[A series of records]
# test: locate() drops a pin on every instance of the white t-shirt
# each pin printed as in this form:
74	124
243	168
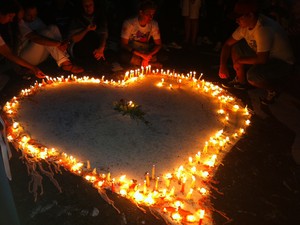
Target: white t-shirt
2	42
267	36
133	31
24	30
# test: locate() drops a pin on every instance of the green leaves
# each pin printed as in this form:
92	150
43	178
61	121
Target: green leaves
131	109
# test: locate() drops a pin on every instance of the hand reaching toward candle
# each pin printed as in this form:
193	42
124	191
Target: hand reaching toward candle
223	72
38	73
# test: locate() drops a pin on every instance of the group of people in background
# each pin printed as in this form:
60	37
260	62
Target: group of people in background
256	36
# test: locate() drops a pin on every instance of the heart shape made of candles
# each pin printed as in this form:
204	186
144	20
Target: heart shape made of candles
191	125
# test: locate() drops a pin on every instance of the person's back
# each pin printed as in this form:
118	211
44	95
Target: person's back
88	32
267	35
265	59
136	34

Objective:
Write out every line of the items above as one numbered list, skipping blank lines, and leave the pictures out of your answer.

Correct result:
1. # test: locate() drops a pin on every instance of the white t-shirt
2. # each pin printed as in this form:
3. 74	124
4. 243	168
5. Target: white t-shirt
6. 2	42
7. 267	36
8. 133	31
9. 24	30
10. # test: locate() drops a pin on every instance of the green leaves
11. # each pin printed as in this form:
12. 92	150
13. 43	178
14. 61	121
15. Target: green leaves
16. 131	109
17. # test: locate() drops a pin on every instance of the hand reaching toward candle
18. # each pin printed as in this form:
19. 193	42
20. 124	191
21. Target: hand reaching toward candle
22. 223	72
23. 38	73
24. # test: locate() drops a pin on every instance of the group of people in background
25. # each pin printed as in this form:
26. 60	37
27. 260	62
28. Target: group of people in background
29. 256	36
30. # test: locate() drops a pin on every instance of the heart shape made of candles
31. # each pin printed as in this form:
32. 204	186
33. 144	20
34. Target: heart shape made of candles
35. 191	125
36. # test: locate() drops a pin on every instance of the person's back
37. # each pin printed as in this form:
38. 118	211
39. 44	95
40. Target: person's back
41. 88	32
42. 267	35
43. 265	59
44. 136	34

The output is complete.